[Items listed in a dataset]
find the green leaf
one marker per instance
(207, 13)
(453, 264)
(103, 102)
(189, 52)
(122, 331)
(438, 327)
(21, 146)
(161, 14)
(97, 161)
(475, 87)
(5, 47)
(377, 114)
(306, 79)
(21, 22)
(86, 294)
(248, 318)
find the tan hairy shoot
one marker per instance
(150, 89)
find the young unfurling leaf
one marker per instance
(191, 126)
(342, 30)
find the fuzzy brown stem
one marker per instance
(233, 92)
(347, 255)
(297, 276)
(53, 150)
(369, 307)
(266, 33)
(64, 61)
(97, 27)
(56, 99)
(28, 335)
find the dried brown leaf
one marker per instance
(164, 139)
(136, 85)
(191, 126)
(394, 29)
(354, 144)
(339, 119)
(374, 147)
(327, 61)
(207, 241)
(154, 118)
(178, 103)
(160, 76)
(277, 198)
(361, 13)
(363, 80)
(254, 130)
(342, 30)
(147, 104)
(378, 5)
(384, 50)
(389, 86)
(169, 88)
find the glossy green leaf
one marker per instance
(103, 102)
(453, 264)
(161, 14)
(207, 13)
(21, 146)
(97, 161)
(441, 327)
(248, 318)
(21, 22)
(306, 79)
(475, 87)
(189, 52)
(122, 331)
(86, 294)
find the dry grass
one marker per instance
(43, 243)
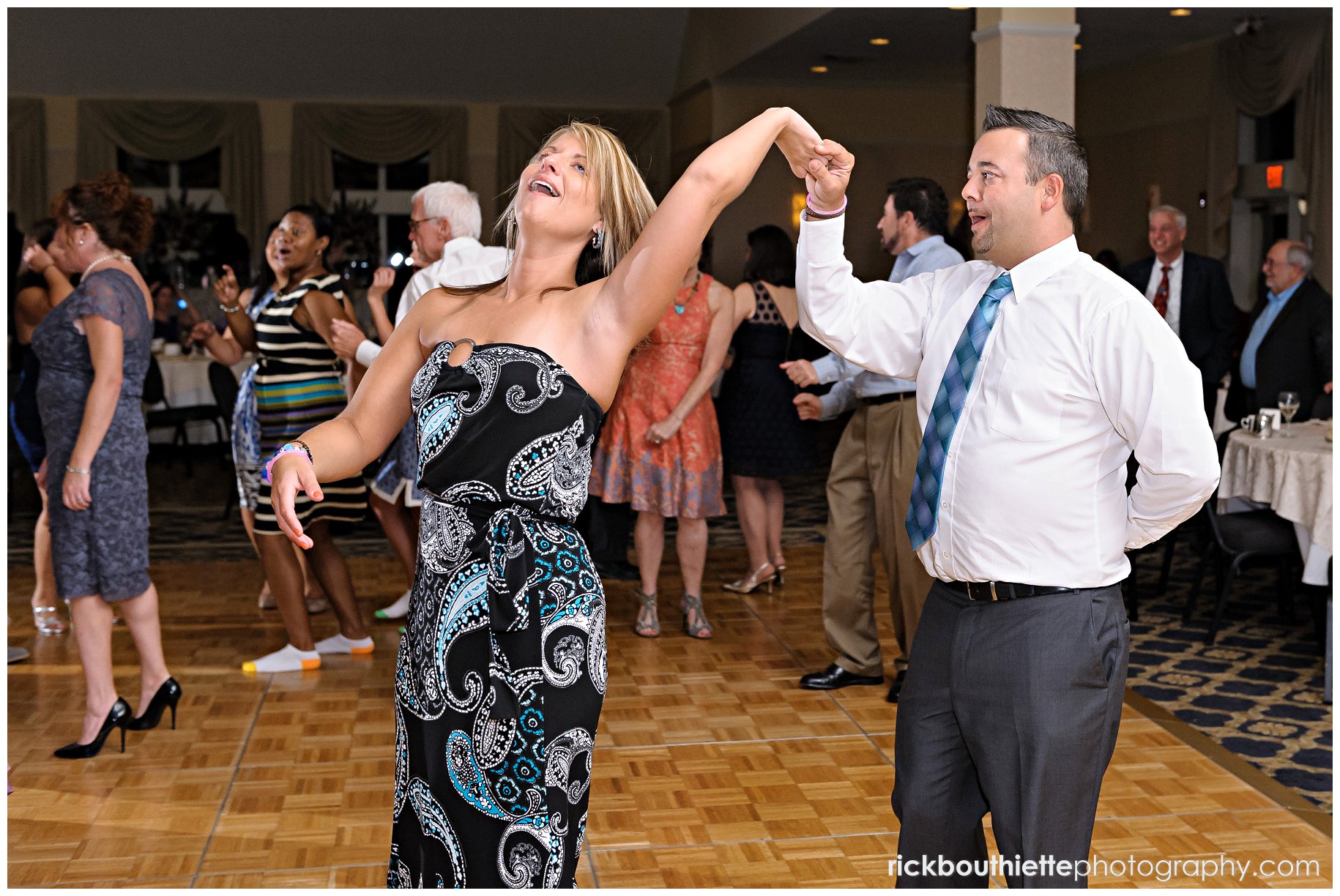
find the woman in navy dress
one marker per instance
(503, 665)
(42, 287)
(94, 353)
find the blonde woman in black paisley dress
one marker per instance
(503, 666)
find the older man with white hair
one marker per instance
(445, 224)
(1289, 346)
(1191, 294)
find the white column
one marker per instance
(1025, 59)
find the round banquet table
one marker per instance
(1289, 476)
(187, 384)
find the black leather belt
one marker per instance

*Exercise details:* Copy out all of the entries above, changing every "one marker per instance" to "one point per instance" and leaving everything else as it is. Leave the pictures out.

*Output for this task:*
find the green leaf
one point per instance
(207, 13)
(453, 264)
(103, 102)
(189, 52)
(122, 331)
(438, 327)
(21, 146)
(161, 14)
(97, 161)
(475, 87)
(5, 47)
(377, 114)
(306, 79)
(21, 22)
(86, 294)
(248, 318)
find the tan hairy shoot
one point per instance
(150, 89)
find the young unfurling leaf
one point per instance
(191, 126)
(342, 30)
find the fuzzy brown stem
one point per instance
(233, 92)
(347, 255)
(297, 276)
(53, 150)
(369, 307)
(266, 33)
(64, 61)
(97, 27)
(56, 99)
(28, 335)
find the dried brown leaf
one point per instance
(164, 139)
(136, 85)
(191, 126)
(394, 29)
(354, 144)
(339, 119)
(374, 147)
(327, 61)
(207, 241)
(154, 118)
(178, 103)
(160, 76)
(277, 198)
(361, 13)
(363, 80)
(254, 130)
(342, 30)
(147, 104)
(378, 5)
(384, 50)
(389, 86)
(169, 88)
find the glossy green leaf
one point per instance
(103, 102)
(453, 264)
(161, 14)
(207, 13)
(21, 146)
(97, 161)
(441, 327)
(248, 318)
(21, 22)
(306, 79)
(475, 87)
(189, 52)
(122, 331)
(86, 294)
find the dry grass
one point per instance
(43, 243)
find the woman in navy dress
one point per instance
(503, 665)
(42, 287)
(94, 353)
find the blonde woman in black paisley dress
one point per instance
(503, 666)
find the older man with white hair
one point per instance
(445, 224)
(1289, 346)
(1191, 294)
find the white column
one point per instance
(1025, 59)
find the round banquet table
one point per instance
(1289, 476)
(187, 384)
find the black leather belt
one point per instance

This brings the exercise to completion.